MATERIAL FOR THE TASK:
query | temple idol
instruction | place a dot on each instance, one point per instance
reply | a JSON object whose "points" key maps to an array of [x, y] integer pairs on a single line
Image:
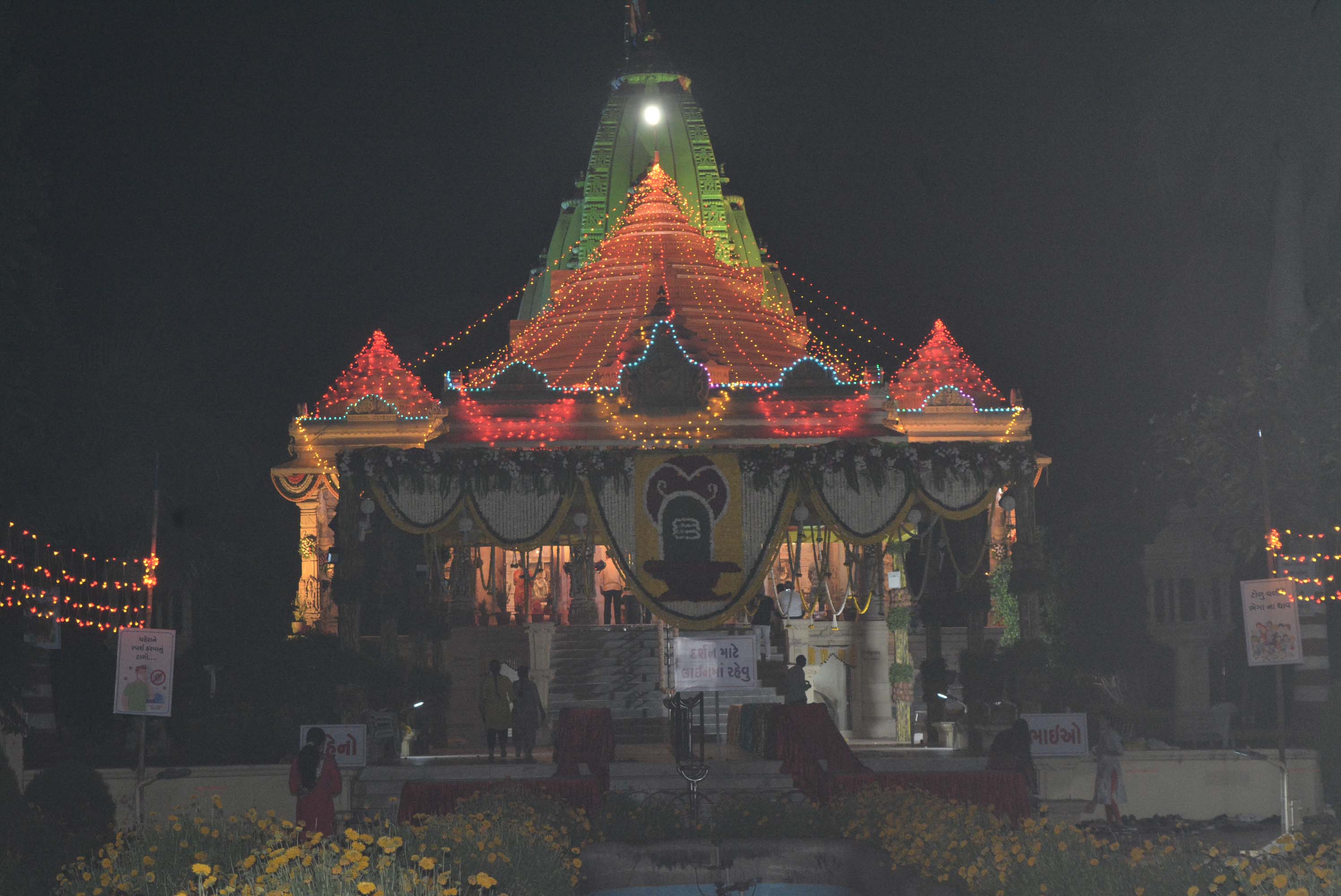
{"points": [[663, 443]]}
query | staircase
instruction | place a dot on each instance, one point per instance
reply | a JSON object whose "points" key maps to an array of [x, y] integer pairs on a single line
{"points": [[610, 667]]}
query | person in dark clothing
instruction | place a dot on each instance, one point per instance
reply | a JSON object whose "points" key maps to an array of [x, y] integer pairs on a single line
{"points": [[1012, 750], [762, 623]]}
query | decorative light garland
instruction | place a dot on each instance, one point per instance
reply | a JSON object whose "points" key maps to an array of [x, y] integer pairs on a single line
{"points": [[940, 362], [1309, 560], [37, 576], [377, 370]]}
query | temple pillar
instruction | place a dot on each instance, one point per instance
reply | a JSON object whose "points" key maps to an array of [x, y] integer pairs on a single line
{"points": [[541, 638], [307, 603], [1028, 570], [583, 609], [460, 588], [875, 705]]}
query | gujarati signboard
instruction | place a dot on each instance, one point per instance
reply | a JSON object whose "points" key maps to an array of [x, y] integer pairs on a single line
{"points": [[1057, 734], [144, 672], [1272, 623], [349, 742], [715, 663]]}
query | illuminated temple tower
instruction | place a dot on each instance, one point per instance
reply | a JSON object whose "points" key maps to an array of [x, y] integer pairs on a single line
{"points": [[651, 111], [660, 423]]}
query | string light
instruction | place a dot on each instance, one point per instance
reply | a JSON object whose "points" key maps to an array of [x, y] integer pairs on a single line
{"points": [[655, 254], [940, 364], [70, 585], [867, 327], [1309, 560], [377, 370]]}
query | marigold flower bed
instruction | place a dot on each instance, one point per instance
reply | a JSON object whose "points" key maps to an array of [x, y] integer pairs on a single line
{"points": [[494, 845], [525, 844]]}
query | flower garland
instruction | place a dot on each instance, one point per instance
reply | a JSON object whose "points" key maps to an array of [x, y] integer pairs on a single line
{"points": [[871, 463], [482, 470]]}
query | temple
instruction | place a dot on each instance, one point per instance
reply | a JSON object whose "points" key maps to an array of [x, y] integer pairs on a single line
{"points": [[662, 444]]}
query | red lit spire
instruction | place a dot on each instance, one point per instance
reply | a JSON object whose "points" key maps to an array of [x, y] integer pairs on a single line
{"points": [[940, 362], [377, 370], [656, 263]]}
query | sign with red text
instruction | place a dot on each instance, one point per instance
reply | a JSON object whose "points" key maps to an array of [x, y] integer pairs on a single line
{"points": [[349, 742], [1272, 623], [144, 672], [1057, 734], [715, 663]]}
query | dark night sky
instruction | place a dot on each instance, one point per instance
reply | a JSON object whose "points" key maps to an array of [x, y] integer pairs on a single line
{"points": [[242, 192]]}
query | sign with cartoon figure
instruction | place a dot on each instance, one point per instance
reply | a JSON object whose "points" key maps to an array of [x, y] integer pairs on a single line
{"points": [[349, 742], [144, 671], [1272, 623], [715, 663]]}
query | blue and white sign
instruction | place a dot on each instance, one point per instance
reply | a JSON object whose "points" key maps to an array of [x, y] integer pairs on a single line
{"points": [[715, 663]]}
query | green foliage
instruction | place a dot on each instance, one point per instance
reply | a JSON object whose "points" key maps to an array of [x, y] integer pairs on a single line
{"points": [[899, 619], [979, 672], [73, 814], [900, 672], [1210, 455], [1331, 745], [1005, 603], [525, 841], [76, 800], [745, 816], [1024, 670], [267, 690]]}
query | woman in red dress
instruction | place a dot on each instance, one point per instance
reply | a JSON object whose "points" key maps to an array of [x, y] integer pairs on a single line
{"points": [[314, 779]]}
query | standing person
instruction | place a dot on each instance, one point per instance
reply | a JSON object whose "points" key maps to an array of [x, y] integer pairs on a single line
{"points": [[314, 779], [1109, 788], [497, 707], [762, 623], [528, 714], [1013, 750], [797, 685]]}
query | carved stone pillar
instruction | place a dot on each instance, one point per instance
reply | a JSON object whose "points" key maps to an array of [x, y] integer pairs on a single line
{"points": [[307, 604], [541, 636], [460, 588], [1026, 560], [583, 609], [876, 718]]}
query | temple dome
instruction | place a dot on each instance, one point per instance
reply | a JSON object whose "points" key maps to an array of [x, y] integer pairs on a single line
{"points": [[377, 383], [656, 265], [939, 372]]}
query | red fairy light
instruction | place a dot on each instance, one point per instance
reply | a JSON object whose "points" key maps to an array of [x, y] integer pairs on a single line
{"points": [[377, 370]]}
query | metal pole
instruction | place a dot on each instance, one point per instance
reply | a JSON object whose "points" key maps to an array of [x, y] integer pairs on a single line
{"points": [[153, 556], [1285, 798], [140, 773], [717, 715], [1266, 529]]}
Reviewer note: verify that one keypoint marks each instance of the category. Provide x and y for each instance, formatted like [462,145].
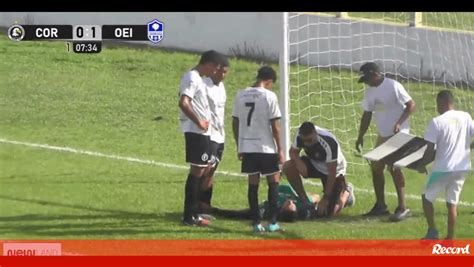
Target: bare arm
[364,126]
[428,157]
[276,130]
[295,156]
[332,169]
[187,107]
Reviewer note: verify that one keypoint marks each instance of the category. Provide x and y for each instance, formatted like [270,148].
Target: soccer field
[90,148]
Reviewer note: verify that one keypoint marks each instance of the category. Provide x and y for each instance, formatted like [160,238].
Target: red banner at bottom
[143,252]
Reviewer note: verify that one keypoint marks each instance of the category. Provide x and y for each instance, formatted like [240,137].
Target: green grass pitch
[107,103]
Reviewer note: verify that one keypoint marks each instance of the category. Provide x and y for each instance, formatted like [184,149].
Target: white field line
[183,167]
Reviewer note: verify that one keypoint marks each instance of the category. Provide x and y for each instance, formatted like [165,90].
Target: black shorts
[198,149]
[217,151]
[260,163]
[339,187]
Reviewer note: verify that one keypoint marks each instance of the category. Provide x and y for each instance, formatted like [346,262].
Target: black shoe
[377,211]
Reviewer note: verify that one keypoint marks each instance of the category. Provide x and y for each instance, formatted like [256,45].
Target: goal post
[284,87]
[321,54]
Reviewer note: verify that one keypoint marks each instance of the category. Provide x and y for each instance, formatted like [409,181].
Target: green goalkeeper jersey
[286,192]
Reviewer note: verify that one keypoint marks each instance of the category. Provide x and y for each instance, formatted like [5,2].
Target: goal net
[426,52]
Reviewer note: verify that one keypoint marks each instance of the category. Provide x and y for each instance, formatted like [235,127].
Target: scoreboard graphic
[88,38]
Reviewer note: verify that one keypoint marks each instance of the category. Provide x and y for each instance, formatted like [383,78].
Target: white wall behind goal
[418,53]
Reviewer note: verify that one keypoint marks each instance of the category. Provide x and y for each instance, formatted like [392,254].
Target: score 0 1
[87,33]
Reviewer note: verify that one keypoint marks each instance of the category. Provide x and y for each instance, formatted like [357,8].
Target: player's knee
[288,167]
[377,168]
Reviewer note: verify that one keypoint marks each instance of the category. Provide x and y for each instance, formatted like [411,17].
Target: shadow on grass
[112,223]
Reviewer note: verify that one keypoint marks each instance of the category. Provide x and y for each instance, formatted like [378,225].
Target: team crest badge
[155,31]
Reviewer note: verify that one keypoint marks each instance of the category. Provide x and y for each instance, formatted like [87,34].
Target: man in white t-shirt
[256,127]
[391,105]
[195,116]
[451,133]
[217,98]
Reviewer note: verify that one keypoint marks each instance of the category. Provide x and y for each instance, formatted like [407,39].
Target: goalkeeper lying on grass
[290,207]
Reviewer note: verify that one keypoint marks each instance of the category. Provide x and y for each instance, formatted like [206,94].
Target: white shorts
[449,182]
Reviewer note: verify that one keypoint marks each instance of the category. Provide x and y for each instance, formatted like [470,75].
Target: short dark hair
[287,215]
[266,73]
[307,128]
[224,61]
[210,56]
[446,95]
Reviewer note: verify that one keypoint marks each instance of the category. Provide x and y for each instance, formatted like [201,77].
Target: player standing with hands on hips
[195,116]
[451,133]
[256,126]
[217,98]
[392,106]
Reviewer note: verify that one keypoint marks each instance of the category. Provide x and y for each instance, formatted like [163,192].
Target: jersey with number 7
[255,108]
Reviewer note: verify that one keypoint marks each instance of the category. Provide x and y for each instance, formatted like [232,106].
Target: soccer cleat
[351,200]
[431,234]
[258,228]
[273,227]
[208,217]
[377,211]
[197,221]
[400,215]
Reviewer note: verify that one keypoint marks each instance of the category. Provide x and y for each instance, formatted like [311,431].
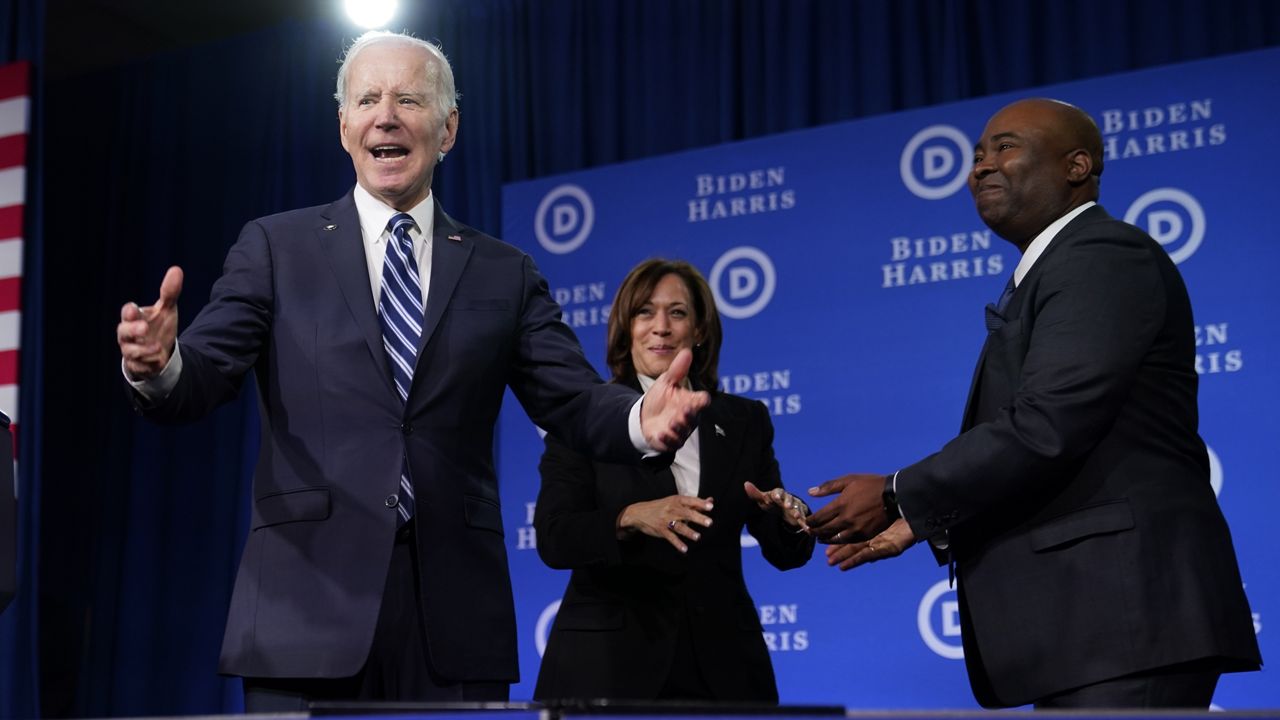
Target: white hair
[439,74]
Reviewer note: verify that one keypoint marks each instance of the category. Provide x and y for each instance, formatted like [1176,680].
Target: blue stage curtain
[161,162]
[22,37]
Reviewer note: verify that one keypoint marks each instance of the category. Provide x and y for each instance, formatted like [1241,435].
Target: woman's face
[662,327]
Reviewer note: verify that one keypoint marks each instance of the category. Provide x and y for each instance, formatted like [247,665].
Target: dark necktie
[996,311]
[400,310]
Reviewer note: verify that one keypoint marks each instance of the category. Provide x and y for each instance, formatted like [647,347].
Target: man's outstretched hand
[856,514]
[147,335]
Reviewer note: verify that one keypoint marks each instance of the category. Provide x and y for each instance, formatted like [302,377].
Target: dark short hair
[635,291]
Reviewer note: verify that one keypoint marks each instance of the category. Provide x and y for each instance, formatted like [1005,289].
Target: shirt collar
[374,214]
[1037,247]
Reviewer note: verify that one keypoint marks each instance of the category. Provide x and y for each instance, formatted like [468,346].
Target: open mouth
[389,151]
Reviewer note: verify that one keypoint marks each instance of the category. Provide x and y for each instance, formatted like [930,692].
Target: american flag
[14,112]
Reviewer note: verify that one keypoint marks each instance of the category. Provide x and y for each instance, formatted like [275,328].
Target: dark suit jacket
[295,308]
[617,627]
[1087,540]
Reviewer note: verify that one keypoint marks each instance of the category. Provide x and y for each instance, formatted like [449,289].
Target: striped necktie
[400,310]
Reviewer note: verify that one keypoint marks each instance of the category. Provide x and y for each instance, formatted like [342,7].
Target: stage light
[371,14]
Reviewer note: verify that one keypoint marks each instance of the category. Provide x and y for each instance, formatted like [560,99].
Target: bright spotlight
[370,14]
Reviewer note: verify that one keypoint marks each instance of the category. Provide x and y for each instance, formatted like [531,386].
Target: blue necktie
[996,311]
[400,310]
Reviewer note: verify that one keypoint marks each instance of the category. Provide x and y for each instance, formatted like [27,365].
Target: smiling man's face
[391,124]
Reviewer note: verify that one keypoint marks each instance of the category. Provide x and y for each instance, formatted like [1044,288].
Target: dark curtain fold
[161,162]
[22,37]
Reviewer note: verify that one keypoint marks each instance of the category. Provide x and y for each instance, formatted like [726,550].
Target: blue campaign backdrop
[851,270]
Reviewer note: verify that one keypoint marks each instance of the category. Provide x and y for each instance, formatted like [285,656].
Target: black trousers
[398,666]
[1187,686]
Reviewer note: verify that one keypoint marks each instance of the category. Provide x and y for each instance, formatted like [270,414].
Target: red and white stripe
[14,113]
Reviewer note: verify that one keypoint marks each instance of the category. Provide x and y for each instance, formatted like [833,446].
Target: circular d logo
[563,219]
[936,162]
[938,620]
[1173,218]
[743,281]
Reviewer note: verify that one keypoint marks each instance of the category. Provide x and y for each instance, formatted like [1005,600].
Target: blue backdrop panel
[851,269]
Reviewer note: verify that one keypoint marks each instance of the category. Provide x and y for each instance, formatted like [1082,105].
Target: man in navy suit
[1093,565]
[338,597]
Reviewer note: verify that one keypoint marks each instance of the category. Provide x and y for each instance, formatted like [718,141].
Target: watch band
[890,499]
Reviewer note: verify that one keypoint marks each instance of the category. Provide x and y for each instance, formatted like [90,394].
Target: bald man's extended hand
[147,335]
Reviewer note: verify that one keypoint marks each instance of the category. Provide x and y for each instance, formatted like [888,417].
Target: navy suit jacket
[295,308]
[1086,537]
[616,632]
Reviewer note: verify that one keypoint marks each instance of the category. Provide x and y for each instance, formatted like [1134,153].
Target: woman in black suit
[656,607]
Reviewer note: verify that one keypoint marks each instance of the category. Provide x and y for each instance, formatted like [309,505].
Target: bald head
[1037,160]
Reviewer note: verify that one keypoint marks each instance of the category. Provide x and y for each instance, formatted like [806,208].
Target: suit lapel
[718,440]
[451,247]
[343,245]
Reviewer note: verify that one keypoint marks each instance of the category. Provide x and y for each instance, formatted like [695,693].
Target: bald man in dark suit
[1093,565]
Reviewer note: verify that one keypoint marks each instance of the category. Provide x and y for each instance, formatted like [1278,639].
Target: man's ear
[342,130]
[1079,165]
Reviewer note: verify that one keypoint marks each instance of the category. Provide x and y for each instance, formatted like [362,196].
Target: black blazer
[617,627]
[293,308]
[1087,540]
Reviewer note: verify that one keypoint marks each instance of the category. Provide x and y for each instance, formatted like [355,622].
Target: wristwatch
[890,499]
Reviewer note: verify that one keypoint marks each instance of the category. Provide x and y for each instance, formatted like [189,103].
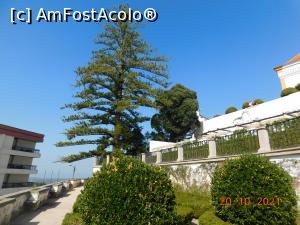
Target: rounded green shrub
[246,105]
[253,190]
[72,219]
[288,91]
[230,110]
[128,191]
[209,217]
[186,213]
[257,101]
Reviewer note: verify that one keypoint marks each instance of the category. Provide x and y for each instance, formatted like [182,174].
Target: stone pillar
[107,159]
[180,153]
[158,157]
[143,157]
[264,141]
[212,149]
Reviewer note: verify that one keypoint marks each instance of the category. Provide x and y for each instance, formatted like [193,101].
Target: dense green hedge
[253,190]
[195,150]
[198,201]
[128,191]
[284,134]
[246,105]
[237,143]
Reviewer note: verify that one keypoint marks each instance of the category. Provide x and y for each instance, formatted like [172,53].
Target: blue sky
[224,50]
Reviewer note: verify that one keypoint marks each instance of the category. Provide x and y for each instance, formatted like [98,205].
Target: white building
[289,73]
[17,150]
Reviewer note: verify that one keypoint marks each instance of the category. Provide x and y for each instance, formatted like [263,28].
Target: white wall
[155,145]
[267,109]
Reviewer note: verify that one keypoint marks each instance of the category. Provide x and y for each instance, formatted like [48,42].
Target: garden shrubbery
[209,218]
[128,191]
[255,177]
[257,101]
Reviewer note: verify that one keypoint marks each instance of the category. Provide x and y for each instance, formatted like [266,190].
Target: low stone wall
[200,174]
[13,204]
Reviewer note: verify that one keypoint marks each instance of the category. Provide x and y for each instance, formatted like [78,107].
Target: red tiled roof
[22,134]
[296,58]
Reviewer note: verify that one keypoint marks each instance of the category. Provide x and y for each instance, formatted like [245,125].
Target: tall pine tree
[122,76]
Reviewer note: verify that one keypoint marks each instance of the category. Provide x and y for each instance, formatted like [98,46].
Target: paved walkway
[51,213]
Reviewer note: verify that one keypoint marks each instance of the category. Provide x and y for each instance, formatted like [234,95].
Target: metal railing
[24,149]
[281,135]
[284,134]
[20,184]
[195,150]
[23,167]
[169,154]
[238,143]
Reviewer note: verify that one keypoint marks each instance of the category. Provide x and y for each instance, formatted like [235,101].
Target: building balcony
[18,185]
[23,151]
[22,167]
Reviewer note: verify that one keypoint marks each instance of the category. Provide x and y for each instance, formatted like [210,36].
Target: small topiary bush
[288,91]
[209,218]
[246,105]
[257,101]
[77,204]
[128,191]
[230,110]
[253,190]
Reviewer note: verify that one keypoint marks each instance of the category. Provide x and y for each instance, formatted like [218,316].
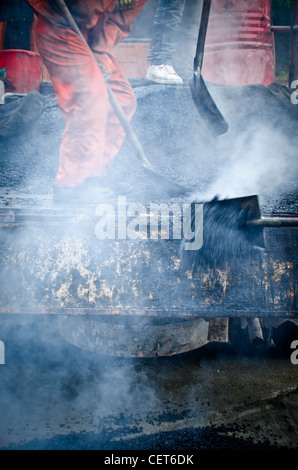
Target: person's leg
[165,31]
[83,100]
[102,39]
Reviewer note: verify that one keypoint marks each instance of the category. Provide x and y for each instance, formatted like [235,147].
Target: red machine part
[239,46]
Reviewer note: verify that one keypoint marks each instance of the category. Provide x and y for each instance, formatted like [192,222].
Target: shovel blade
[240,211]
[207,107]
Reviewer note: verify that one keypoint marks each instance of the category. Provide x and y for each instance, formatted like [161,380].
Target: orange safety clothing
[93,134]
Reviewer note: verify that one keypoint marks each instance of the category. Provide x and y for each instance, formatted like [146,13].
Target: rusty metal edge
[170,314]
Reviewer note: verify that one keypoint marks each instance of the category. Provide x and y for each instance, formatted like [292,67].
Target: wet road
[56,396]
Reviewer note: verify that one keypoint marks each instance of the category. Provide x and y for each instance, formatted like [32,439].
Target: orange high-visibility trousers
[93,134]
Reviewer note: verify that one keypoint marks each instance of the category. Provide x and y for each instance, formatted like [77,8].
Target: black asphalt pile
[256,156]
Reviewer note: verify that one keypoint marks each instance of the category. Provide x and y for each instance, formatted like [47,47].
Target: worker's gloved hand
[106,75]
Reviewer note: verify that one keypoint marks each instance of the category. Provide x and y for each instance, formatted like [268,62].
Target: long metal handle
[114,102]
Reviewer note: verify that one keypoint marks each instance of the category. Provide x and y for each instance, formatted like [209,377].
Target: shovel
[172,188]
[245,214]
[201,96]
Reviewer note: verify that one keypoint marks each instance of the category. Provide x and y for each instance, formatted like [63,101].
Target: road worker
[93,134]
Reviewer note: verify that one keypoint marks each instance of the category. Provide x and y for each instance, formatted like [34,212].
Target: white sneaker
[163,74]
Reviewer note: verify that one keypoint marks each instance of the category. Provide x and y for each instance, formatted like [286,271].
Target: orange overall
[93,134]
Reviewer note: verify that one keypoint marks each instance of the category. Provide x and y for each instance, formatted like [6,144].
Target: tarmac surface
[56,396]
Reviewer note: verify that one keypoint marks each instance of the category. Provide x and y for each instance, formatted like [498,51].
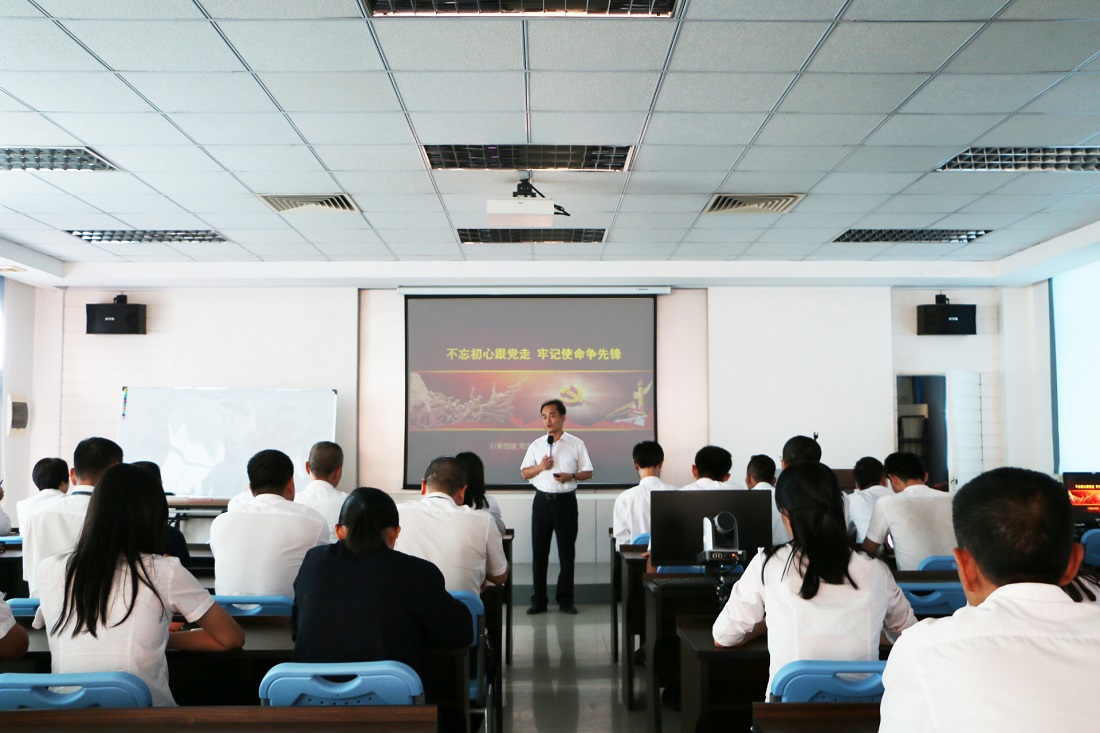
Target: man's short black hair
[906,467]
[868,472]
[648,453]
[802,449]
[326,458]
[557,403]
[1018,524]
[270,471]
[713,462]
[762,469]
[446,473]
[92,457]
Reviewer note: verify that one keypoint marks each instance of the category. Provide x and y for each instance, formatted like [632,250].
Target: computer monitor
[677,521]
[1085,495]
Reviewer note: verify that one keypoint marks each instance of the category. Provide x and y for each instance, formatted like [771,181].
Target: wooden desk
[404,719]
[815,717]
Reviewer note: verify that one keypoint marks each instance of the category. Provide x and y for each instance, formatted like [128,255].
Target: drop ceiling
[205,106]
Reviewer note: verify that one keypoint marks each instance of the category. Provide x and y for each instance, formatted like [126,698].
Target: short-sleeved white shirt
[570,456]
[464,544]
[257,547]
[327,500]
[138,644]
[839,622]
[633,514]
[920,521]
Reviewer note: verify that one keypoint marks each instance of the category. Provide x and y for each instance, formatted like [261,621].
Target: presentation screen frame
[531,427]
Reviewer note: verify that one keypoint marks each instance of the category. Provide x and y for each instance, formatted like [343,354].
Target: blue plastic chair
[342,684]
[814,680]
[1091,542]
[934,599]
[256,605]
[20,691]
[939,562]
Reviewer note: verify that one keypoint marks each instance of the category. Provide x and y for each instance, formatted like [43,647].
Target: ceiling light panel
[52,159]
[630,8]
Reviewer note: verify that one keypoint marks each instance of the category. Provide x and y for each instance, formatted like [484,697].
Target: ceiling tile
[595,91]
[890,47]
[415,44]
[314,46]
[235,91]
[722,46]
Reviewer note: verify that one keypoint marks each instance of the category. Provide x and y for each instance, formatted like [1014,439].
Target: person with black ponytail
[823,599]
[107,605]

YOUR INSTRUCTIONS: Reproduce word for word the stretch of rows from the line containing "formatted like [484,697]." through the end of the rows.

TASK ANSWER:
Reviewer note: verify that one keypoint marks each instance of the category. Provide x and y for each instance, formatted like [484,697].
Target: ceiling tile
[595,91]
[890,47]
[415,44]
[314,46]
[235,91]
[722,46]
Reviewer note: verify that one keypoint marks each instance of the category. Provide x and y for each instance, formatted like [1014,439].
Target: person with black ponytail
[823,599]
[107,605]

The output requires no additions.